[Start EXTRACTED MATERIAL]
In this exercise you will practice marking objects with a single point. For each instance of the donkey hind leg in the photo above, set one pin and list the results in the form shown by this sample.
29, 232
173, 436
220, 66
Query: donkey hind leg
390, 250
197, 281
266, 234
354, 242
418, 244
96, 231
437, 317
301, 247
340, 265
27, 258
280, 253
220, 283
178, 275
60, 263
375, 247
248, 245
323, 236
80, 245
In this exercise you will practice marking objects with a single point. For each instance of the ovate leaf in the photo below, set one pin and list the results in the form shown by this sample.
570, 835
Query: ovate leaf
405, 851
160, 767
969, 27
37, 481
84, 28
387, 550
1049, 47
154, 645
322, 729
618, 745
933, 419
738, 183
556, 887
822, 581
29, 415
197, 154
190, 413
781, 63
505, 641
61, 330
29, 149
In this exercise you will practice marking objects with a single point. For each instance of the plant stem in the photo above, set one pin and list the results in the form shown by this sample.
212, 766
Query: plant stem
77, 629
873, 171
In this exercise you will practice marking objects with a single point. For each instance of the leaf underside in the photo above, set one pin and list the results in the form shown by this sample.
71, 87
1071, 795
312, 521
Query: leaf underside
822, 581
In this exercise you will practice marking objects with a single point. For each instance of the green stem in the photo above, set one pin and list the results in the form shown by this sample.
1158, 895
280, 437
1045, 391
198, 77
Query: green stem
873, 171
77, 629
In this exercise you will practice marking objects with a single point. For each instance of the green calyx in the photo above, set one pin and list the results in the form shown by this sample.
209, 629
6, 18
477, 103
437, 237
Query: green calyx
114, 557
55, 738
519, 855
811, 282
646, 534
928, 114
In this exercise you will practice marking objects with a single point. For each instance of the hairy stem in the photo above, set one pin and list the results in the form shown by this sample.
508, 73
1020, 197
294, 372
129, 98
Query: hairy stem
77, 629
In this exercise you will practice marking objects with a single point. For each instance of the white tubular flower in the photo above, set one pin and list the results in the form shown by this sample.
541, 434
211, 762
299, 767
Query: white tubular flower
[End EXTRACTED MATERIAL]
AIM: The answer consists only of the lines from the one containing "of the plant" to the end of the records, each written out exactly.

THE OUTPUT:
In this exercise you will practice marking objects with a single point. For each instance of the plant stem in the photo above, set one pin and list the results in the form shown by this sample.
212, 766
Query: plant stem
77, 629
873, 171
In this exercise you will practice marking objects with a single point. For each instance of the leaf underside in the photo above, set one pin and list the results in the form shown by this sample.
71, 87
1071, 795
312, 521
Query: leaf underside
822, 581
In this exercise you will practice marking objects with a single point. For each instance of the green stem in the photo above, set one pin and list the results in the form shown by this sample.
1158, 895
280, 437
1045, 391
198, 77
Query: green stem
873, 171
77, 629
In this exercise you will practice marking objects with a single point. For each instance of the green calyx in the photo above, set one pin and list the results in the form shown by this sample.
209, 629
6, 18
477, 103
437, 237
Query: green calyx
114, 557
55, 738
519, 855
811, 282
646, 534
928, 114
In this exercise you will practice marking objects with a single point. For each instance of the hairy stem in the photo above, set one pin and list the results in the form shown by this sample.
508, 73
1020, 197
294, 372
129, 98
Query: hairy stem
77, 629
In this exercise you will practice marking objects with a single point. For each instance of the white tubular flower in the photo above, set one pin and list the results in the form shown by this sample.
541, 434
211, 762
299, 767
Query: white tubular flower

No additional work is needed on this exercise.